**Source material:**

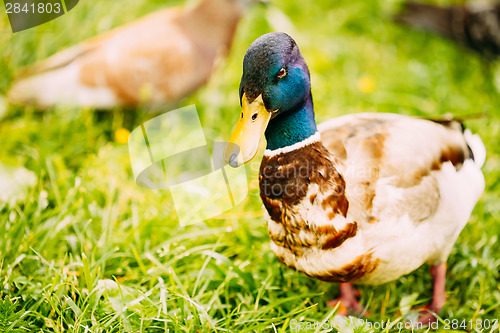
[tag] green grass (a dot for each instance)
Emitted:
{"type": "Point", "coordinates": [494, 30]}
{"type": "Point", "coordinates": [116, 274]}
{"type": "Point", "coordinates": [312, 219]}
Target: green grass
{"type": "Point", "coordinates": [88, 250]}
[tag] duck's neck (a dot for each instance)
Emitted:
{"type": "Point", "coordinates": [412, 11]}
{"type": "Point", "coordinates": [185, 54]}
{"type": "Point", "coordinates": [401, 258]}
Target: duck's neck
{"type": "Point", "coordinates": [292, 128]}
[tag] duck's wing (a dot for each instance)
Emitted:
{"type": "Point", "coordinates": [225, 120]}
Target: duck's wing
{"type": "Point", "coordinates": [475, 26]}
{"type": "Point", "coordinates": [395, 165]}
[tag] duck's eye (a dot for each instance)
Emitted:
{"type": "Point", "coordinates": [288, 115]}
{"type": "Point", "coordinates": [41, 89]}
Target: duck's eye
{"type": "Point", "coordinates": [282, 73]}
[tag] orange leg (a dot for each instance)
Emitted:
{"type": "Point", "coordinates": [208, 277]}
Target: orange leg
{"type": "Point", "coordinates": [348, 300]}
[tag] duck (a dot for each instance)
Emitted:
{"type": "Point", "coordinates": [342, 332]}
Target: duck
{"type": "Point", "coordinates": [475, 27]}
{"type": "Point", "coordinates": [155, 61]}
{"type": "Point", "coordinates": [362, 198]}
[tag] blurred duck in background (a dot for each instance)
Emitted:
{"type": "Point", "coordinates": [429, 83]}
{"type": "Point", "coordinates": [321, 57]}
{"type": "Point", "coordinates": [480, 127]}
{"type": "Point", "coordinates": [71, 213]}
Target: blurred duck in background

**Set exercise:**
Retype all of the rows above word for word, leaving out the pictures.

**Response to this task:**
[tag] green grass (a dot for each instance)
Emitted:
{"type": "Point", "coordinates": [494, 30]}
{"type": "Point", "coordinates": [116, 274]}
{"type": "Point", "coordinates": [312, 219]}
Target: green grass
{"type": "Point", "coordinates": [88, 250]}
[tag] duck's neck (a dot for each instance)
Emitted:
{"type": "Point", "coordinates": [412, 11]}
{"type": "Point", "coordinates": [185, 54]}
{"type": "Point", "coordinates": [401, 258]}
Target: duck's neck
{"type": "Point", "coordinates": [292, 128]}
[tag] duck's wing (a dot for each instance)
Emitted:
{"type": "Point", "coordinates": [225, 120]}
Target: duck's wing
{"type": "Point", "coordinates": [475, 26]}
{"type": "Point", "coordinates": [395, 165]}
[tag] duck's eye (a dot for each instance)
Emitted:
{"type": "Point", "coordinates": [288, 115]}
{"type": "Point", "coordinates": [41, 89]}
Target: duck's eye
{"type": "Point", "coordinates": [282, 73]}
[tag] orange leg (a dot for each instance)
Emitted:
{"type": "Point", "coordinates": [208, 277]}
Target: orange leg
{"type": "Point", "coordinates": [348, 300]}
[tag] duck (a dot for each instance)
Emitted:
{"type": "Point", "coordinates": [342, 332]}
Target: duck
{"type": "Point", "coordinates": [475, 27]}
{"type": "Point", "coordinates": [155, 61]}
{"type": "Point", "coordinates": [362, 198]}
[tag] blurred duck in background (a dot for each instance)
Emitted:
{"type": "Point", "coordinates": [429, 83]}
{"type": "Point", "coordinates": [321, 57]}
{"type": "Point", "coordinates": [480, 127]}
{"type": "Point", "coordinates": [71, 213]}
Target: blurred duck in background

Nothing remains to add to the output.